§ DIRECTIONS
Nothing but the lines from the one containing "One marker per instance, written like [(11, 591)]." to the end of the data should be returned, each exactly as written.
(INFORMATION SHOWN begins)
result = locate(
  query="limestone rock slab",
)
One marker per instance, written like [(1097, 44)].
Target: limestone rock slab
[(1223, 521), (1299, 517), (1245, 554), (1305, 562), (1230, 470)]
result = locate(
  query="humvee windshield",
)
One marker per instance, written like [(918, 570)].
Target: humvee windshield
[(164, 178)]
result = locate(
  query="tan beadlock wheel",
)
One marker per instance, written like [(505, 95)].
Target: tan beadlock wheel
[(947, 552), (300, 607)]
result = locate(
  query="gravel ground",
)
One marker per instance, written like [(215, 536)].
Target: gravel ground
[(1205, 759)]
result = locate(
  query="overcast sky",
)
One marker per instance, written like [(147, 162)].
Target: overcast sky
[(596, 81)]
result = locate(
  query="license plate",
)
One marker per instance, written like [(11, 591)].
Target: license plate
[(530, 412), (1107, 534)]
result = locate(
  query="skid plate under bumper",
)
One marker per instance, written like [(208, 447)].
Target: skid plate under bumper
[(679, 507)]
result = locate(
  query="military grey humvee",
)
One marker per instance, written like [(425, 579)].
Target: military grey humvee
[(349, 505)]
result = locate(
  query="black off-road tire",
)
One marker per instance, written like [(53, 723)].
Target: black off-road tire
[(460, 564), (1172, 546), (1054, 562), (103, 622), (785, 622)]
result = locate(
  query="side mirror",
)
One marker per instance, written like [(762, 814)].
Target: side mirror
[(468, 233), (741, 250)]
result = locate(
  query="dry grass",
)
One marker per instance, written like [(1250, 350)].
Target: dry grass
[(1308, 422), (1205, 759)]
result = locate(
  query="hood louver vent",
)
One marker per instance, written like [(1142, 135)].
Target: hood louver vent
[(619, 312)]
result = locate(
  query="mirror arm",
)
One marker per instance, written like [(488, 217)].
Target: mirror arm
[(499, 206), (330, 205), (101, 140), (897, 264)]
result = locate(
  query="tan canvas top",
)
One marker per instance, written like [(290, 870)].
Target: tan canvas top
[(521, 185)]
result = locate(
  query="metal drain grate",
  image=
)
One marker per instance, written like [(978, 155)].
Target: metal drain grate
(INFORMATION SHOWN ends)
§ COMPLETED TASK
One marker per instance, written like [(11, 591)].
Target: license plate
[(530, 412), (1107, 534)]
result = locate(
  query="skid plate under bumper",
)
One marker per instance, written like [(208, 447)].
Target: skid plate under bumper
[(679, 507)]
result = locate(
  query="military grey humvee",
)
One marker per instance, written like [(425, 579)].
Target: military grey humvee
[(349, 505)]
result = locate(
  query="black off-road tire",
)
One marker per instance, written like [(53, 723)].
Target: black off-road tire
[(460, 564), (1172, 546), (1054, 562), (103, 622), (785, 622)]
result = locate(
  query="side mirror",
)
One marker per instance, written like [(762, 814)].
Target: side mirror
[(468, 233), (741, 250)]
result = locate(
  query="dry grass",
)
One marker per instance, written like [(1250, 350)].
Target: dry grass
[(1308, 422), (1205, 759)]
result = locate(
  query="hood louver vent",
)
One marker per instance, written like [(1142, 135)].
Target: hood louver vent
[(619, 312)]
result = locate(
  query="mirror arm",
)
One marker per instance, written like [(488, 217)].
Target: mirror arm
[(499, 206), (330, 205), (101, 140), (897, 264)]
result = locate(
  query="tan canvas top",
)
One marker per instance, written like [(290, 870)].
Target: tan canvas top
[(521, 185)]
result = locate(
  query="metal drain grate",
  image=
)
One marker per instance, written like [(978, 155)].
Target: metal drain grate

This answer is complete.